◆ TAREAS:
a) Reproduce sin cambios el fragmento seleccionado, comenzando en "Es posible, pues, comparar" y terminando en "arrebatado un lado.".
b) Según el fragmento seleccionado, ¿de qué equivalente del lenguaje carece la música?

Es posible, pues, comparar la mitología con el lenguaje y con la música, pero
existe una diferencia importante: en la mitología no hay fonemas, los elementos básicos
son las palabras. Así, si se toma el lenguaje como paradigma, constituido en primer
lugar por fonemas, en segundo lugar por palabras y en tercer lugar por frases, en la
música existe el equivalente de los fonemas y el equivalente de las frases, pero falta el
equivalente de las palabras. Por otra parte, en el mito existe un equivalente de las
palabras y un equivalente de las frases, pero no el equivalente de los fonemas. Por
tanto, en ambos casos falta un nivel, la música y el mito son como triángulos truncos,
a los que les hubiesen arrebatado un lado.
Así pues, si intentamos comprender la relación existente entre lenguaje, mito y
música, sólo podremos lograrlo utilizando el lenguaje como punto de partida, para
luego demostrar que si bien por un lado la música y por el otro la mitología poseen su
origen en el lenguaje, ambas formas se desarrollan separadamente y en diferentes
direcciones: la música destaca los aspectos del sonido, ya presentes en el lenguaje, en
tanto la mitología subraya el aspecto del sentido, el aspecto del significado, que
también está profundamente presente en el lenguaje. Se abre ante nosotros ahora el
tremendo problema, el supremo misterio de las ciencias humanas, como ha reconocido
el citado sabio francés, a saber, la peculiarísima forma que tiene la música de expresar
y de significar, esto es, de convertirse en una especial modalidad de 'lenguaje': aunque
ambos coincidan en su discursividad o secuencialidad, en su esencial temporalidad, la
música no es el 'lenguaje verbal'; la música se construye con sonidos, no con palabras;
en el caso de que se la quiera considerar como un idioma, su idiosincrasia radica en
que carece de diccionario. Más adelante añadiremos nuevas precisiones al repecto.

◆ MATERIAL:
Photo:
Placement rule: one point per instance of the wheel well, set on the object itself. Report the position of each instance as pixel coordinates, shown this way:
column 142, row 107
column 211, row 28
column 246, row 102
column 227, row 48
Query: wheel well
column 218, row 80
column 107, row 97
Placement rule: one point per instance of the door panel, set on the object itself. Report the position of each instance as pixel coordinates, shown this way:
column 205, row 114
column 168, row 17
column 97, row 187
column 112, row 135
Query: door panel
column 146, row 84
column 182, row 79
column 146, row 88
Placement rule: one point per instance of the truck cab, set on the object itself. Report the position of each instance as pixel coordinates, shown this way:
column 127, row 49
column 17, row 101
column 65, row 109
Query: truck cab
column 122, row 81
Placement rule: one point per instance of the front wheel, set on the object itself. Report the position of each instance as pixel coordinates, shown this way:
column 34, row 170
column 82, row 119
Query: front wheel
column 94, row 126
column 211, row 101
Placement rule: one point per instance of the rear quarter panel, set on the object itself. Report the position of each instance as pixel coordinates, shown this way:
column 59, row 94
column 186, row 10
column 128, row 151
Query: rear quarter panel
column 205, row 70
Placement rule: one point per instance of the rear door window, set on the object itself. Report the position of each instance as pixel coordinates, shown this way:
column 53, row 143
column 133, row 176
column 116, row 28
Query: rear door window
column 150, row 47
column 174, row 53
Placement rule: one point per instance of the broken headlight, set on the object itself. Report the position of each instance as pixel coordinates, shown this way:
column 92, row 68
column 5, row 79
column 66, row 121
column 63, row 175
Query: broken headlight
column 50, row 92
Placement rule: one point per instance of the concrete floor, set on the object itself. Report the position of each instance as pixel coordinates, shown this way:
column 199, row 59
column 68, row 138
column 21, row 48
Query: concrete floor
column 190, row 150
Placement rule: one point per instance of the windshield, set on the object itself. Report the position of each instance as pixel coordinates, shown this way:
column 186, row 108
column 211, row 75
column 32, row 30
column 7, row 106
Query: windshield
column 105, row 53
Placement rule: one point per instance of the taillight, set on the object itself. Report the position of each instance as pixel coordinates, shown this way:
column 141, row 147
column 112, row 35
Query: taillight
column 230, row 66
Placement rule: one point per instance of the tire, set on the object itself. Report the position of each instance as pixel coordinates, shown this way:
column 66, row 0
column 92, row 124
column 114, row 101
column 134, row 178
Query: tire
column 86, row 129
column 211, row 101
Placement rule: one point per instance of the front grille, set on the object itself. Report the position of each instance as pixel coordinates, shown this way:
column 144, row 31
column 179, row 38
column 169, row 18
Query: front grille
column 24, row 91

◆ RESPUESTAS ESPERADAS:
a)
Es posible, pues, comparar la mitología con el lenguaje y con la música, pero
existe una diferencia importante: en la mitología no hay fonemas, los elementos básicos
son las palabras. Así, si se toma el lenguaje como paradigma, constituido en primer
lugar por fonemas, en segundo lugar por palabras y en tercer lugar por frases, en la
música existe el equivalente de los fonemas y el equivalente de las frases, pero falta el
equivalente de las palabras. Por otra parte, en el mito existe un equivalente de las
palabras y un equivalente de las frases, pero no el equivalente de los fonemas. Por
tanto, en ambos casos falta un nivel, la música y el mito son como triángulos truncos,
a los que les hubiesen arrebatado un lado.

b) Del equivalente de las palabras.